[Work request] For the data that follows, give the number of lines in which "fuselage" appears. Add nothing to it.

[Material for this task]
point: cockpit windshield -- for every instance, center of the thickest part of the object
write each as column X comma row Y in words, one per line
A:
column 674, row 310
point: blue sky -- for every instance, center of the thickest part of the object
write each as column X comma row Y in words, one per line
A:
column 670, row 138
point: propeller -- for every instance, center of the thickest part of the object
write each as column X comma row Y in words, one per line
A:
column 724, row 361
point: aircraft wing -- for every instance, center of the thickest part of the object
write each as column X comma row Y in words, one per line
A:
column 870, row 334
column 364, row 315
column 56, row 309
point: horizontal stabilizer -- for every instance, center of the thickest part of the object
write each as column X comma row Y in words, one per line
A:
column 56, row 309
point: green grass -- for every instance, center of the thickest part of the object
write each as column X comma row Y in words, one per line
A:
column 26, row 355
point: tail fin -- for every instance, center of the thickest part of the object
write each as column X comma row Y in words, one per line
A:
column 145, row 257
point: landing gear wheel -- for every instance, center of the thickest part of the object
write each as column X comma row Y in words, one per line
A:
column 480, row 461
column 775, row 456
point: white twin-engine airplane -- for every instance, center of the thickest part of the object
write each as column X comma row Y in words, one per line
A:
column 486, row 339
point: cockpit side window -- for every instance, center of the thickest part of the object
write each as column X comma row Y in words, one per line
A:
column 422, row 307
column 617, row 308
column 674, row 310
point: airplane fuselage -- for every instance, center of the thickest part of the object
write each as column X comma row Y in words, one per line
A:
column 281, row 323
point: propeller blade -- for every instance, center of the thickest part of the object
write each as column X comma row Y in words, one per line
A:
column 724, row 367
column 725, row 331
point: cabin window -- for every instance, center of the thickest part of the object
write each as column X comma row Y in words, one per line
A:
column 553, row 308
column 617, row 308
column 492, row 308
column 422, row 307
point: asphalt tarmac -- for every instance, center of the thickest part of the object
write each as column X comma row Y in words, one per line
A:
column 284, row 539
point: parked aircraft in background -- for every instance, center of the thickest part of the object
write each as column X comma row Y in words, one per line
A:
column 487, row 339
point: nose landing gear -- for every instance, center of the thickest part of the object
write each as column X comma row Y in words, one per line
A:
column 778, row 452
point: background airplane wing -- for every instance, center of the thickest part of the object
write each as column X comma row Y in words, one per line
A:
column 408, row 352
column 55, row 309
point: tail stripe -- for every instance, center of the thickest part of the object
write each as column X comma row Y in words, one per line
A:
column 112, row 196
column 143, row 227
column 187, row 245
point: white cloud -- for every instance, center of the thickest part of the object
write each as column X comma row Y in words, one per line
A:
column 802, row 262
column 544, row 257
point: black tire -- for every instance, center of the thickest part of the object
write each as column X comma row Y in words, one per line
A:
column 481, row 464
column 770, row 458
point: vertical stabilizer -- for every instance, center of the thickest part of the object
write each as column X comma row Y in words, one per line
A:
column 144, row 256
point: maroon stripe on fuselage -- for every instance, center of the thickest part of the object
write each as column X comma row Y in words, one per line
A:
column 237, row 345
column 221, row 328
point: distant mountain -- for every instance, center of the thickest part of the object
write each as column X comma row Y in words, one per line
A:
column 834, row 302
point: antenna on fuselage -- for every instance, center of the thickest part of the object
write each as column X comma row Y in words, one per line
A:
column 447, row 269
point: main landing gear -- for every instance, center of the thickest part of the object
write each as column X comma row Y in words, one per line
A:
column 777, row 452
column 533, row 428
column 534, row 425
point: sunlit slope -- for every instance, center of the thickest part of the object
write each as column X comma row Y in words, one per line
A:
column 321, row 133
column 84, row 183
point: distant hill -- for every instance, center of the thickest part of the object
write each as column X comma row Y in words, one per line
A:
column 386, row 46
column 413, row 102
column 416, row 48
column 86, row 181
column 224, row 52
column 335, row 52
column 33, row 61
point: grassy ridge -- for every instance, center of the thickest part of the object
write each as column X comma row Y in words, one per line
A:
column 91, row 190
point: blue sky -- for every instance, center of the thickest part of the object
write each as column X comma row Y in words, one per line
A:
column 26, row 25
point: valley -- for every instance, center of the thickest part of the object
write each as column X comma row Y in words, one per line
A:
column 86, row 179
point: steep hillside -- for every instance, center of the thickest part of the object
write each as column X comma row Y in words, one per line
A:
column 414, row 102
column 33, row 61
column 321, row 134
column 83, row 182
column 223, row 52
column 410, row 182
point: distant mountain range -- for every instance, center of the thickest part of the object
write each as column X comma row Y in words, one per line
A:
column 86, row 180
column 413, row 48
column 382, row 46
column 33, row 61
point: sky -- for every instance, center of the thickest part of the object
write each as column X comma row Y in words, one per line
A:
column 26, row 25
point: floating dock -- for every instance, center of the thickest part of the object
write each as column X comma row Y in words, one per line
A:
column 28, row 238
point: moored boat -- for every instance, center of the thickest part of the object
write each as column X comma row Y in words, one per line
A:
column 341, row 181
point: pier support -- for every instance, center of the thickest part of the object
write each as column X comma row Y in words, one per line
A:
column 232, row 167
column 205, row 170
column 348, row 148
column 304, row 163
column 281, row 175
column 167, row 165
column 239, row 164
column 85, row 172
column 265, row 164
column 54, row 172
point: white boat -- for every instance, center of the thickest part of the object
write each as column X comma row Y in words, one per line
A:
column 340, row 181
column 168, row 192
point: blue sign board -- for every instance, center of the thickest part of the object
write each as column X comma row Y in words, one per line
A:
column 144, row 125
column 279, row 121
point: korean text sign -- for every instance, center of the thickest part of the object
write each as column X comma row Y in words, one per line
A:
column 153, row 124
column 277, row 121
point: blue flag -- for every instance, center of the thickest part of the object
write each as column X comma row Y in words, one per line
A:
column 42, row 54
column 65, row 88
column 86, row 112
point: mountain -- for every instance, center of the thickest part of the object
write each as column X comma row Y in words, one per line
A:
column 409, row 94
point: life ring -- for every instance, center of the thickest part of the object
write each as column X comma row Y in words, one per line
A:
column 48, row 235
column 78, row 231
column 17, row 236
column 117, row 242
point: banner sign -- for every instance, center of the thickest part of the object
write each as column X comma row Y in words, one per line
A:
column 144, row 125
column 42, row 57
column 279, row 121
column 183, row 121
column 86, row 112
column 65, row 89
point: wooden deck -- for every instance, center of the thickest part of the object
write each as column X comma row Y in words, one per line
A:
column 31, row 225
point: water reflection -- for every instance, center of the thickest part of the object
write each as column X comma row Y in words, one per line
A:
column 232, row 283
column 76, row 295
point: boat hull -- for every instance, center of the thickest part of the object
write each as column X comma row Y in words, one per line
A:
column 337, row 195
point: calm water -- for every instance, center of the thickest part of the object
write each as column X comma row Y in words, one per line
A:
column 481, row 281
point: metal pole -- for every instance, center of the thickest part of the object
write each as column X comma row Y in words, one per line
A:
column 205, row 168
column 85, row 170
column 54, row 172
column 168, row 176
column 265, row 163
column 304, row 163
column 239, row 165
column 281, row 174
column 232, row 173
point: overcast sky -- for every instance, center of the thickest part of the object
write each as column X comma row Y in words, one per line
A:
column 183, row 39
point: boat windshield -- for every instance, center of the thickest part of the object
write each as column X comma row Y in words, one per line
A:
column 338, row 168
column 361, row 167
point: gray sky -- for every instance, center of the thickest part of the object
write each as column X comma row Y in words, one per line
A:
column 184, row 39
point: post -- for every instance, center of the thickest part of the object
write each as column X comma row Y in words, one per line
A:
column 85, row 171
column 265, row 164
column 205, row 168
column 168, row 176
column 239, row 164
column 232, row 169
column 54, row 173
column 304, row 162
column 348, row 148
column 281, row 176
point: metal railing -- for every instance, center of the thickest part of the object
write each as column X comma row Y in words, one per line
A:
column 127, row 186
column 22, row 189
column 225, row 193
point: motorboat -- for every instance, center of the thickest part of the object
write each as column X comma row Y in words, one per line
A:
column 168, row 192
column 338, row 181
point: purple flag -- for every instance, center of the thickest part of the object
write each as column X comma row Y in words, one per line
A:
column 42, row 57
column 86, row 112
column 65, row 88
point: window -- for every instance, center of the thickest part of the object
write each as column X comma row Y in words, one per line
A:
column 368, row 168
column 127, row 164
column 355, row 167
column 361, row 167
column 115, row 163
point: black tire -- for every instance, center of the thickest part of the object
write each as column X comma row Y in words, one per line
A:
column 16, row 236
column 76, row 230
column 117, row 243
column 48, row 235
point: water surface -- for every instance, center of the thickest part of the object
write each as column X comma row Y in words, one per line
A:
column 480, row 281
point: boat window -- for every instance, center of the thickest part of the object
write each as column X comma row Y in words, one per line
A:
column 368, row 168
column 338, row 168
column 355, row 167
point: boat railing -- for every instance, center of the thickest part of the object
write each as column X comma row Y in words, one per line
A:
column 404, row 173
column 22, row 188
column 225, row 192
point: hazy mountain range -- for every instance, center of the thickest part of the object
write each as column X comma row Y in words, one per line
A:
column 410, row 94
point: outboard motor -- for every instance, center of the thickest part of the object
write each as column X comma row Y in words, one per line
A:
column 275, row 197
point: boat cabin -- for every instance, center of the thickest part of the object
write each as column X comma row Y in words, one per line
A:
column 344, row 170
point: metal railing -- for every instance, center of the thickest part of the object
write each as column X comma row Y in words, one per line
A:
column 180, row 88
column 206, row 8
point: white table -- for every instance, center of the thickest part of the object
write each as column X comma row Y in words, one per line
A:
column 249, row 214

[Exercise response] 3